PROVIDED MATERIAL —
--------------------------------------------------

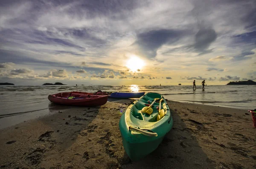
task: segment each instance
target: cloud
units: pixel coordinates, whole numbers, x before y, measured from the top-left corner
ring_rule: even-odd
[[[190,77],[189,76],[185,76],[184,77],[180,77],[180,79],[187,79],[187,80],[206,80],[207,79],[205,78],[203,78],[201,76],[198,76],[198,77]]]
[[[228,81],[230,80],[239,80],[240,79],[239,77],[237,76],[231,76],[230,75],[225,76],[225,77],[221,77],[219,79],[220,81]]]
[[[107,78],[108,77],[108,76],[106,74],[102,74],[100,75],[100,78]]]
[[[200,52],[205,52],[216,38],[214,29],[201,28],[195,34],[195,48]]]
[[[216,77],[209,77],[208,79],[208,80],[209,81],[214,81],[216,80]]]
[[[231,59],[231,58],[227,57],[225,56],[218,56],[211,58],[209,60],[211,62],[219,62],[220,61],[230,60]]]
[[[32,72],[32,70],[29,69],[13,69],[11,71],[10,74],[12,75],[17,75],[20,74],[27,74]]]
[[[67,72],[66,69],[57,70],[54,69],[51,70],[50,72],[50,74],[54,77],[68,77]]]
[[[118,72],[121,75],[128,75],[130,74],[130,72],[128,71],[119,71]]]
[[[0,63],[0,69],[12,69],[15,65],[15,64],[12,62]]]
[[[207,68],[206,70],[207,71],[216,71],[218,72],[223,72],[224,71],[224,69],[217,69],[217,68]]]
[[[79,70],[77,70],[76,72],[77,73],[87,73],[87,72],[86,72],[85,70],[84,70],[84,69],[81,69]]]
[[[187,31],[175,29],[156,29],[139,33],[135,44],[144,56],[156,57],[158,49],[165,44],[172,44],[186,34]]]
[[[102,62],[90,62],[89,63],[101,66],[111,66],[111,64],[105,63]]]
[[[115,77],[113,75],[109,76],[108,78],[110,79],[113,79]]]

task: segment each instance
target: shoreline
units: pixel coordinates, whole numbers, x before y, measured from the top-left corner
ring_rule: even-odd
[[[113,103],[114,102],[119,101],[118,100],[117,100],[116,101],[113,101],[111,100],[111,98],[109,98],[108,100],[108,100],[108,102]],[[131,101],[133,100],[135,100],[136,99],[126,100]],[[235,109],[239,110],[243,110],[244,111],[247,111],[249,109],[246,109],[246,108],[243,108],[242,107],[240,106],[238,106],[237,107],[233,107],[232,106],[209,104],[208,103],[205,103],[200,102],[194,102],[192,101],[183,101],[175,99],[166,100],[170,101],[176,102],[181,103],[207,105],[209,106]],[[49,104],[48,106],[49,107],[48,108],[44,108],[41,109],[32,110],[19,113],[11,113],[10,114],[10,115],[9,116],[8,114],[0,115],[0,130],[4,129],[9,127],[13,126],[15,125],[17,125],[20,123],[22,123],[24,122],[36,120],[43,117],[52,115],[53,114],[52,112],[54,112],[54,110],[55,109],[64,110],[65,109],[72,109],[74,108],[74,107],[76,107],[72,106],[67,106],[64,105],[55,104],[52,103],[49,103]],[[34,114],[31,113],[34,113]],[[17,114],[17,115],[13,115],[13,114]],[[3,116],[4,115],[5,115],[5,116],[2,117],[2,116]],[[26,116],[26,118],[25,118],[24,116]],[[10,124],[10,123],[11,123],[11,124]]]
[[[248,112],[173,101],[168,101],[172,110],[172,129],[156,150],[140,161],[131,161],[118,127],[120,109],[130,102],[123,100],[97,108],[56,109],[49,116],[1,129],[0,167],[256,167],[256,129]]]
[[[207,102],[204,103],[204,102],[200,102],[200,101],[188,101],[188,100],[183,101],[183,100],[175,100],[175,99],[167,99],[167,100],[170,100],[170,101],[173,101],[173,102],[179,102],[179,103],[189,103],[189,104],[199,104],[199,105],[207,105],[207,106],[213,106],[225,107],[226,108],[238,109],[239,110],[246,110],[246,111],[249,110],[249,109],[247,109],[245,107],[241,107],[241,106],[237,106],[236,107],[234,107],[234,106],[233,106],[221,105],[218,105],[218,104],[210,104],[210,103],[207,103]]]

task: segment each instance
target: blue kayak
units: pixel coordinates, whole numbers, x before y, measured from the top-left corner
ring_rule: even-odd
[[[112,93],[108,98],[118,98],[120,99],[129,99],[131,98],[140,98],[145,94],[145,92],[121,92]]]

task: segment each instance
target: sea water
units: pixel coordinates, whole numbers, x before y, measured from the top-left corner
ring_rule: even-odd
[[[152,92],[165,99],[180,102],[210,104],[242,109],[256,108],[256,86],[209,86],[203,90],[187,86],[0,86],[0,128],[8,123],[17,123],[42,115],[52,110],[67,108],[51,103],[49,95],[64,92],[82,91]],[[18,116],[15,117],[15,116]],[[5,123],[5,125],[3,125]]]

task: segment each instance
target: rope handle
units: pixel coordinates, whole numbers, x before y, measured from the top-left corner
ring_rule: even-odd
[[[141,129],[138,129],[136,127],[134,127],[131,126],[129,127],[129,129],[134,132],[136,132],[142,134],[143,135],[146,135],[147,136],[151,137],[157,137],[157,133],[151,131],[151,132],[147,132],[145,130],[143,130]],[[149,130],[147,130],[150,131]]]

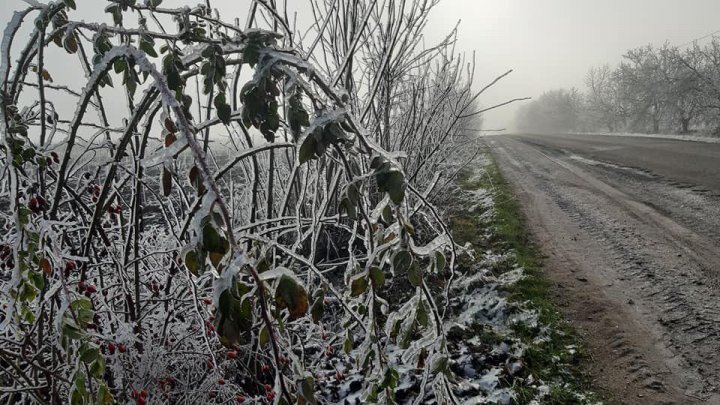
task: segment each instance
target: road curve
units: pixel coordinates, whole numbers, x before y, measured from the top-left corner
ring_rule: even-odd
[[[720,404],[720,144],[485,140],[598,386],[627,404]]]

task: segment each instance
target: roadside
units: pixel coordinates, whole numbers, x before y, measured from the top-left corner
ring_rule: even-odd
[[[644,143],[583,147],[577,137],[570,152],[525,138],[487,142],[547,255],[555,301],[588,343],[594,384],[618,403],[718,403],[717,196],[598,157]],[[704,156],[676,150],[703,170]]]
[[[584,345],[564,320],[521,208],[485,154],[449,193],[461,255],[447,329],[464,403],[594,404]],[[475,378],[469,378],[475,376]],[[462,387],[479,388],[475,396]]]

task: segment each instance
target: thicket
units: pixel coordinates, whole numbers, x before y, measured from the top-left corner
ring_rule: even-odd
[[[316,403],[353,372],[394,402],[410,365],[416,403],[455,402],[433,201],[484,89],[454,34],[424,44],[437,1],[298,2],[302,28],[30,3],[1,49],[0,401]]]
[[[592,68],[586,89],[558,89],[523,106],[526,132],[720,134],[720,38],[681,49],[629,50],[616,67]]]

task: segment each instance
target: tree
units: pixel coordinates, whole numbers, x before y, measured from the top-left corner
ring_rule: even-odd
[[[583,100],[577,89],[551,90],[518,110],[518,129],[530,133],[568,133],[580,129]]]
[[[425,279],[452,274],[455,245],[388,148],[437,117],[461,125],[423,138],[443,152],[411,156],[447,156],[443,134],[474,98],[447,59],[427,93],[395,90],[417,89],[407,75],[438,54],[414,48],[428,7],[339,4],[317,14],[309,48],[274,1],[253,2],[244,27],[209,2],[111,0],[107,25],[75,19],[74,0],[14,14],[0,65],[3,401],[315,403],[330,362],[363,375],[365,400],[392,402],[397,347],[421,392],[454,402]],[[359,24],[333,25],[348,10]],[[82,91],[53,75],[56,47],[88,72]],[[361,69],[368,55],[383,58]],[[443,91],[454,101],[435,113]],[[109,97],[128,105],[119,126]],[[394,123],[415,100],[428,102],[417,121]],[[396,280],[407,298],[387,297]]]

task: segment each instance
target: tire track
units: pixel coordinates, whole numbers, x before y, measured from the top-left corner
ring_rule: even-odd
[[[650,401],[643,403],[720,403],[720,257],[714,233],[702,232],[718,224],[694,216],[712,212],[717,199],[703,191],[683,200],[688,194],[678,190],[692,188],[647,171],[578,160],[561,149],[499,138],[490,145],[525,206],[533,207],[530,222],[547,239],[541,244],[562,252],[575,267],[570,273],[586,280],[580,283],[601,287],[593,298],[609,301],[626,318],[616,333],[605,334],[610,351],[603,355],[636,388],[609,389]],[[694,209],[672,215],[678,205]],[[699,222],[706,226],[690,228]],[[567,240],[568,233],[577,235]],[[582,285],[575,289],[583,292]],[[612,378],[606,380],[611,385]]]

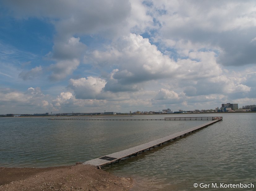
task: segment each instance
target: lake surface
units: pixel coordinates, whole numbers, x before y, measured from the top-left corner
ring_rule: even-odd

--------------------------------------------------

EXERCISE — Please pick out every line in the listing above that contains the word "target" and copy each one unchanged, leaving out all other lines.

THE OUTPUT —
target: cloud
target: shoreline
target: blue kayak
target: sea water
target: rope handle
target: road curve
target: roadside
target: thicket
target: tree
target: tire track
target: lake surface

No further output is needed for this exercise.